__Prompt__:
Format every line below as a JSON list of strings, one string per line, with blank lines omitted and the pictures left out.

[START OF Records supplied]

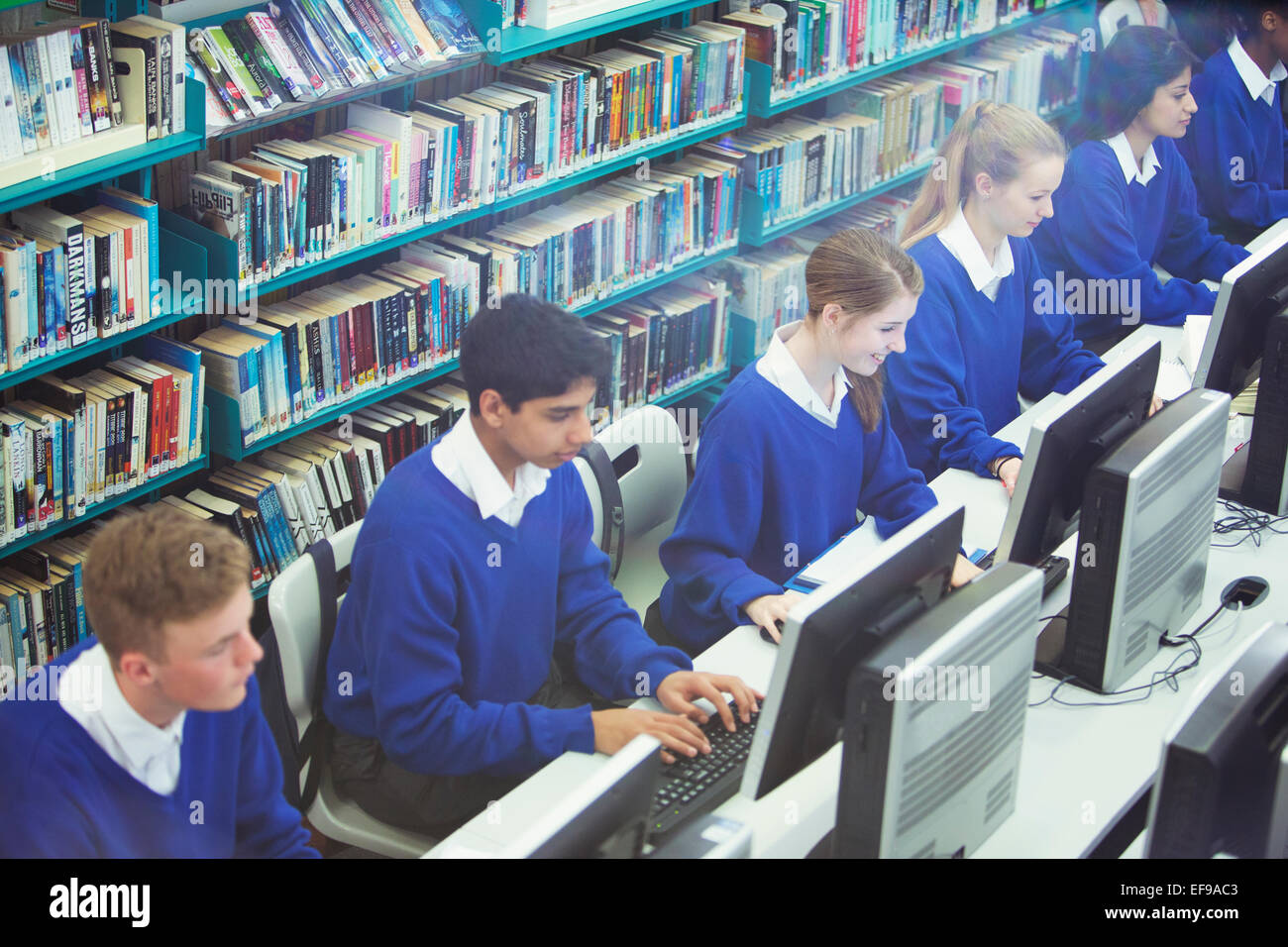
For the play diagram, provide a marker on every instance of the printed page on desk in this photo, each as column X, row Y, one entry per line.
column 836, row 561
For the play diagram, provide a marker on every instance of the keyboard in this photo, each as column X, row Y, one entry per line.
column 1054, row 569
column 692, row 787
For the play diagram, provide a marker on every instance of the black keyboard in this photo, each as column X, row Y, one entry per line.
column 692, row 787
column 1054, row 569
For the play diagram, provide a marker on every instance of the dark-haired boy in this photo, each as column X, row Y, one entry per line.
column 473, row 561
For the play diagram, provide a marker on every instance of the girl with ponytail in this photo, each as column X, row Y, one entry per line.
column 979, row 337
column 795, row 446
column 1127, row 200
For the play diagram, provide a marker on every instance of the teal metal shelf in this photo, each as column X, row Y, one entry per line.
column 606, row 166
column 140, row 492
column 99, row 169
column 364, row 91
column 760, row 76
column 653, row 282
column 755, row 234
column 505, row 44
column 226, row 420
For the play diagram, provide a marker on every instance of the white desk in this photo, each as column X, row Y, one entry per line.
column 1081, row 770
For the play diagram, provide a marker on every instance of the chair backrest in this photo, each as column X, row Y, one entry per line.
column 296, row 616
column 648, row 457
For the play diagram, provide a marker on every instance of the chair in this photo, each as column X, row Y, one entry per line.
column 648, row 458
column 296, row 616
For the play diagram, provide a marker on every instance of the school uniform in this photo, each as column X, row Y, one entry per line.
column 1115, row 221
column 1236, row 142
column 88, row 777
column 462, row 587
column 977, row 339
column 780, row 476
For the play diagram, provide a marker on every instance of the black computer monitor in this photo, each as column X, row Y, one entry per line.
column 1065, row 442
column 1142, row 545
column 1223, row 785
column 604, row 817
column 836, row 625
column 934, row 724
column 1250, row 292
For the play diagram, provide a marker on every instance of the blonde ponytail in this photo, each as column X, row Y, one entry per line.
column 986, row 138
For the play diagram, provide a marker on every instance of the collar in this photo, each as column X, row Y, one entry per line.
column 1258, row 85
column 1127, row 161
column 961, row 243
column 88, row 690
column 487, row 487
column 781, row 368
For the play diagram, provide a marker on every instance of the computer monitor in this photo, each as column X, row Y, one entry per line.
column 1142, row 545
column 827, row 633
column 1065, row 442
column 1223, row 784
column 1250, row 292
column 604, row 817
column 934, row 724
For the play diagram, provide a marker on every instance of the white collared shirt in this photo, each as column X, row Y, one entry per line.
column 1258, row 85
column 146, row 751
column 781, row 369
column 1127, row 161
column 960, row 240
column 462, row 459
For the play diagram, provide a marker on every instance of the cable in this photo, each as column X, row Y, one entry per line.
column 1243, row 519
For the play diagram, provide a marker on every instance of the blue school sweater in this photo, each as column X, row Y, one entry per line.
column 967, row 357
column 1231, row 124
column 451, row 621
column 1106, row 228
column 63, row 796
column 773, row 488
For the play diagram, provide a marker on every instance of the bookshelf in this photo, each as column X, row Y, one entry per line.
column 60, row 180
column 145, row 491
column 224, row 257
column 505, row 44
column 763, row 105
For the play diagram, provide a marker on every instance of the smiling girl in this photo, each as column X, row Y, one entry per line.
column 798, row 445
column 978, row 338
column 1127, row 200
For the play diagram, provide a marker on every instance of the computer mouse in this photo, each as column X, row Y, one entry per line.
column 764, row 633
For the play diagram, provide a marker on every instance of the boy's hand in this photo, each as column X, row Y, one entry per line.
column 616, row 728
column 679, row 689
column 767, row 609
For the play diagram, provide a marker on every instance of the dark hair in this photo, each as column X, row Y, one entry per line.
column 527, row 348
column 1125, row 77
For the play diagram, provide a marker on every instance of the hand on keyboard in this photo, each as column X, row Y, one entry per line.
column 678, row 735
column 678, row 692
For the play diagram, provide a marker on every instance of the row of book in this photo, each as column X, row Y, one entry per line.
column 299, row 51
column 623, row 231
column 661, row 343
column 68, row 278
column 767, row 287
column 288, row 204
column 339, row 342
column 42, row 607
column 73, row 78
column 1037, row 69
column 72, row 444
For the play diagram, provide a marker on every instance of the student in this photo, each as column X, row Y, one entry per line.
column 982, row 333
column 1236, row 142
column 1127, row 200
column 475, row 565
column 797, row 445
column 147, row 740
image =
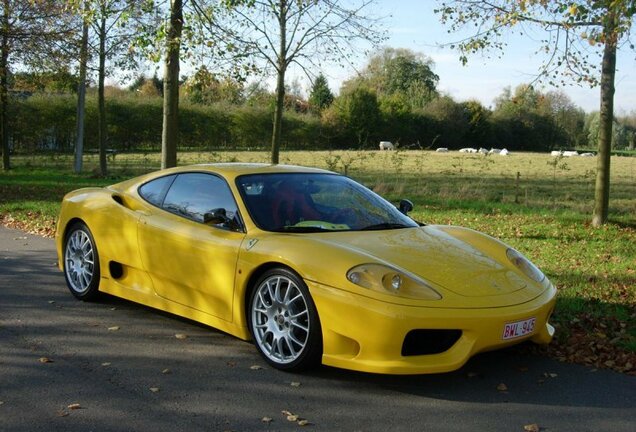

[END OF Records supplied]

__Answer to this exercise__:
[
  "For the play diagram, provide a marker on every instance of the printed page on desk in this photo, each as column X, row Y, one entry per line.",
  "column 836, row 561",
  "For the play diagram, provide a marker on every instance of the keyboard in this photo, each as column X, row Y, one entry per line.",
  "column 1054, row 569",
  "column 692, row 787",
  "For the play diagram, provide a marker on every instance of the black keyboard in this photo, each as column X, row Y, one entry per line.",
  "column 692, row 787",
  "column 1054, row 569",
  "For the play diagram, provide a marker on every instance of the dark-haired boy in this photo, each as column X, row Y, one entry per line.",
  "column 473, row 561",
  "For the play diagram, provide a marker on every instance of the girl with ponytail in this photo, each as column X, row Y, one entry per line.",
  "column 979, row 337",
  "column 795, row 446",
  "column 1127, row 200",
  "For the play diagram, provide a marker on every instance of the teal metal shelf in this photo, each as column X, row Y, one entry per line.",
  "column 606, row 166",
  "column 140, row 492",
  "column 99, row 169",
  "column 364, row 91",
  "column 760, row 76",
  "column 653, row 282",
  "column 755, row 234",
  "column 505, row 44",
  "column 226, row 420",
  "For the play diagram, provide a marker on every instance of the white desk in this photo, each as column X, row Y, one entry per line.",
  "column 1081, row 770",
  "For the play diagram, provide a marker on every instance of the chair backrest in this photo, each as column X, row Y, one entry per line.",
  "column 296, row 616",
  "column 648, row 457",
  "For the play diagram, provide a marker on every instance of the chair in this photo, each as column X, row Y, one entry per line.",
  "column 648, row 458",
  "column 296, row 616",
  "For the play diagram, provide a marker on every instance of the school uniform in this photo, each as column X, row Y, one entry per line.",
  "column 1115, row 221",
  "column 1236, row 142",
  "column 88, row 777",
  "column 462, row 587",
  "column 977, row 339",
  "column 780, row 476",
  "For the play diagram, provide a marker on every instance of the black computer monitor in this photo, each as column X, row Y, one entry per line.",
  "column 1065, row 442",
  "column 1142, row 545",
  "column 1223, row 785",
  "column 604, row 817",
  "column 836, row 625",
  "column 934, row 724",
  "column 1250, row 292",
  "For the play diagram, provide a marker on every instance of the blonde ponytail in this photo, each as column X, row Y, one entry per line.",
  "column 986, row 138",
  "For the play diagram, provide a marker on every instance of the collar in this photo, each as column X, row Y, one entry per line.",
  "column 1258, row 85",
  "column 1127, row 161",
  "column 961, row 243",
  "column 88, row 690",
  "column 487, row 487",
  "column 781, row 368",
  "For the play diagram, provide a marker on every instance of the computer monitor in this photo, each as column X, row Y, one entry per line.",
  "column 1142, row 545",
  "column 827, row 633",
  "column 1065, row 442",
  "column 1223, row 784",
  "column 1250, row 292",
  "column 604, row 817",
  "column 934, row 724",
  "For the play diagram, provide a marker on every instance of the white collared shirt in this photo, each as column X, row Y, one entry per line.",
  "column 1258, row 85",
  "column 146, row 751",
  "column 781, row 369",
  "column 1127, row 161",
  "column 960, row 240",
  "column 462, row 459",
  "For the play diagram, provide a marker on every instance of the cable in this photo, each as column X, row Y, one entry per line.",
  "column 1243, row 519",
  "For the play diagram, provide a marker on every instance of the blue school sweater in this photo, each as column X, row Y, one entry per line.",
  "column 967, row 357",
  "column 1231, row 124",
  "column 451, row 621",
  "column 1106, row 228",
  "column 63, row 796",
  "column 773, row 488",
  "For the play diagram, provide a marker on every instance of the bookshelf in this photo, each as column X, row Y, one entry per line.",
  "column 60, row 180",
  "column 145, row 491",
  "column 224, row 257",
  "column 505, row 44",
  "column 763, row 105",
  "For the play diagram, provide a marker on every instance of the smiling girl in this photo, each as column X, row Y, one entry per line.",
  "column 798, row 445",
  "column 978, row 338",
  "column 1127, row 200",
  "For the play diagram, provide a marker on every instance of the computer mouse in this photo, each as column X, row Y, one entry per line.",
  "column 764, row 633",
  "For the play diagram, provide a marker on every instance of the boy's hand in this photo, each as column X, row Y, one entry per line.",
  "column 616, row 728",
  "column 679, row 689",
  "column 767, row 609",
  "For the play diagram, provide a marker on every instance of the dark hair in this photo, each as column X, row Y, one entry per line.",
  "column 527, row 348",
  "column 1125, row 77",
  "For the play diagram, provide a marker on every instance of the hand on keyboard in this photo, each as column X, row Y, one entry per line.",
  "column 678, row 735",
  "column 678, row 692",
  "For the play diagram, provide a marker on every instance of the row of book in this photo, each as column X, row Y, one entry per line.",
  "column 299, row 51",
  "column 623, row 231",
  "column 661, row 343",
  "column 68, row 278",
  "column 767, row 287",
  "column 288, row 204",
  "column 339, row 342",
  "column 42, row 607",
  "column 73, row 78",
  "column 1037, row 69",
  "column 72, row 444",
  "For the play diagram, provide a marker on every instance of the student in this photo, each as column X, row Y, one entry per line.",
  "column 982, row 333",
  "column 1236, row 142",
  "column 1127, row 200",
  "column 475, row 565",
  "column 797, row 445",
  "column 147, row 740",
  "image ="
]